### Data to process ###
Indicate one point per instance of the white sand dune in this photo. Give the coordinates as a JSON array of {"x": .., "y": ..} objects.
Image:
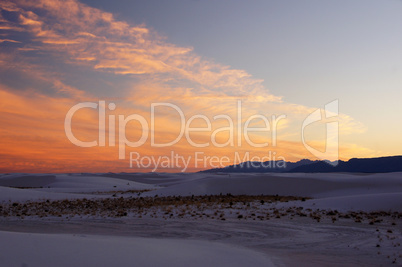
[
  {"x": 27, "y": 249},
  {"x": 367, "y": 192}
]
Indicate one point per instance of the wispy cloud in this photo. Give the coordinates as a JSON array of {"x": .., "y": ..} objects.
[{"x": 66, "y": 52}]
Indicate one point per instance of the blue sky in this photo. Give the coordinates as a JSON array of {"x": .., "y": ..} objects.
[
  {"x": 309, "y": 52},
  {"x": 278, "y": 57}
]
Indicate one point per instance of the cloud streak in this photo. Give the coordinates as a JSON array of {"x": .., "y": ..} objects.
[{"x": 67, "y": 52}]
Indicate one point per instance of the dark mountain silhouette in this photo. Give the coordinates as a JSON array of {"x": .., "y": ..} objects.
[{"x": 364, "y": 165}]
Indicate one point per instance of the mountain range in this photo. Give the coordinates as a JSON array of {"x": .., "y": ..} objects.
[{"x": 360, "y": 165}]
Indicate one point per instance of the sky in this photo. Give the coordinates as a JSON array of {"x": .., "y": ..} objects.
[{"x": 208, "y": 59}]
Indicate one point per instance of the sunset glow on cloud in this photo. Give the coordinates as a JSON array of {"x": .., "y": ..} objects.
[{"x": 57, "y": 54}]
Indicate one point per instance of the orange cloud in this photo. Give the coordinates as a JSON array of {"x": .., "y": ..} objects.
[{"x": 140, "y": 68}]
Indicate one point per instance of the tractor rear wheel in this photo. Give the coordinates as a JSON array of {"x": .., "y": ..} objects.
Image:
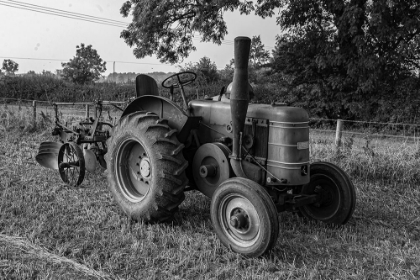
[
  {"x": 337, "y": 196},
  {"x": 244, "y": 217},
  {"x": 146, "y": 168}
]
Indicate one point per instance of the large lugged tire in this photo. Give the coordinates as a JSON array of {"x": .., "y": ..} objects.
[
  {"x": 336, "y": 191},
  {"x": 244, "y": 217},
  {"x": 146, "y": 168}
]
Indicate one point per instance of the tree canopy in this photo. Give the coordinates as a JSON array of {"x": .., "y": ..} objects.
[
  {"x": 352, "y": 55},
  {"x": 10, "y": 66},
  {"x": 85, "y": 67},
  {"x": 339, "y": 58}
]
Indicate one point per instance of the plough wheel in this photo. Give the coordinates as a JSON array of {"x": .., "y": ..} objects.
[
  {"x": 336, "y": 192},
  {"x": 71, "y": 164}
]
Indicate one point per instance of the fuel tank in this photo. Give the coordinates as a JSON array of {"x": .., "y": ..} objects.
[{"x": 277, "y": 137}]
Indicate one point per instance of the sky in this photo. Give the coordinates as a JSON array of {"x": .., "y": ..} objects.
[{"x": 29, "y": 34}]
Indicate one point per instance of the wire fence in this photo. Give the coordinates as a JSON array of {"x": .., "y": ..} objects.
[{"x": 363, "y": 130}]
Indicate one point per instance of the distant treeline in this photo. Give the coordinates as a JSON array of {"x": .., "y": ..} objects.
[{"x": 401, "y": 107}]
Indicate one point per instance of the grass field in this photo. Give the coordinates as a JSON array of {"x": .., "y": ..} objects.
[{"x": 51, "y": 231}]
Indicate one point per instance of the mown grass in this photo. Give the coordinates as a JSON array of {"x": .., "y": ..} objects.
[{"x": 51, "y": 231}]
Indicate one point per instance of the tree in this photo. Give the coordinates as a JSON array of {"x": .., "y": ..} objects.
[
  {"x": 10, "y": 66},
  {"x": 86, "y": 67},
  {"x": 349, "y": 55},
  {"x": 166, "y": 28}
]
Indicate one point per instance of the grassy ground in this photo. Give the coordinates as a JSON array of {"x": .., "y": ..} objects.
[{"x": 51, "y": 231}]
###
Task instructions: Return every line of the records exactly as given, pictures excluded.

Correct response:
Indicate one point per instance of the white sand dune in this photo. Give the coordinates as a JSON array of {"x": .., "y": ..} objects.
Image:
[
  {"x": 27, "y": 249},
  {"x": 367, "y": 192}
]
Indicate one point per instance of the wispy cloud in this photo. Give the coordinates as a JSON array of {"x": .., "y": ..} objects.
[{"x": 66, "y": 52}]
Indicate one point per instance of the blue sky in this photo. Give the coordinates as a JSON array of {"x": .., "y": ..} objects.
[
  {"x": 309, "y": 52},
  {"x": 278, "y": 57}
]
Indicate one point per instance of the cloud streak in this photo. Give the coordinates as a JSON array of {"x": .., "y": ..} objects.
[{"x": 67, "y": 52}]
Indicate one point per instance of the dark mountain silhouette in this photo. Give the coordinates as a JSON array of {"x": .., "y": ..} objects.
[{"x": 364, "y": 165}]
Indicate one point per instance of the mountain range in this photo. Give the coordinates as a JSON array of {"x": .., "y": ..} objects.
[{"x": 360, "y": 165}]
Indicate one point per instance of the sky in this photo. Give the coordinates as a JSON array of {"x": .., "y": ..} objects.
[{"x": 208, "y": 59}]
Indicate one point per instance of the sunset glow on cloud in this photo. Give the coordinates as a JSON array of {"x": .., "y": ..} objects.
[{"x": 57, "y": 54}]
Indicate one point per instance of the orange cloud in this photo. Give the coordinates as a JSON array of {"x": .., "y": ..} objects.
[{"x": 140, "y": 68}]
Indicate one point per instance of the tractor rear wheel in this photo. Give the coordinates as a JSON array of {"x": .., "y": ..} objects.
Image:
[
  {"x": 337, "y": 196},
  {"x": 244, "y": 217},
  {"x": 146, "y": 168}
]
Indicate one point per instance of the large lugged tire in this photo. Give the coordinates as a JSON array of {"x": .., "y": ..} objects.
[
  {"x": 336, "y": 191},
  {"x": 244, "y": 217},
  {"x": 146, "y": 168}
]
Indicate one point per instance of the tree canopy in this photo. Give the coordinates as a JSON array of {"x": .., "y": ..} objects.
[
  {"x": 352, "y": 55},
  {"x": 10, "y": 66},
  {"x": 85, "y": 67},
  {"x": 339, "y": 58}
]
Indicate one point per instance of the plough wheel in this photo. Give the coordinates as a JSON array of {"x": .., "y": ..} objects.
[
  {"x": 336, "y": 192},
  {"x": 71, "y": 164}
]
Indicate one point per instance of the fuel tank in this photo. Give the coordinates as a JSON array of {"x": .., "y": ..} objects.
[{"x": 277, "y": 137}]
Indicate one point per instance of the sky in this photo. Give the coordinates as a JSON array of {"x": .., "y": ..} objects.
[{"x": 29, "y": 34}]
Indicate one point per instance of the wire fence in this photo. Give the coordinates as a JSON array of {"x": .., "y": ..} objects.
[{"x": 363, "y": 130}]
Indicate one point per instance of the distant treeline in this photo. Give the coordinates as a JSON array of {"x": .., "y": ..} objects.
[{"x": 401, "y": 107}]
Indicate one point per instance of the grass field in this photo. Give the coordinates as a JSON array of {"x": .., "y": ..} objects.
[{"x": 51, "y": 231}]
Indicate one point per instance of the mown grass in this photo. Give the coordinates as a JSON array of {"x": .., "y": ..} objects.
[{"x": 51, "y": 231}]
Indicate one point per instance of the tree in this photo. Give the coordinates as a JSON array of {"x": .., "y": ..} objects.
[
  {"x": 10, "y": 66},
  {"x": 86, "y": 67},
  {"x": 349, "y": 55},
  {"x": 166, "y": 28}
]
Indicate one point per instance of the grassy ground in this photo. Give the coordinates as a JSON array of {"x": .., "y": ..} objects.
[{"x": 51, "y": 231}]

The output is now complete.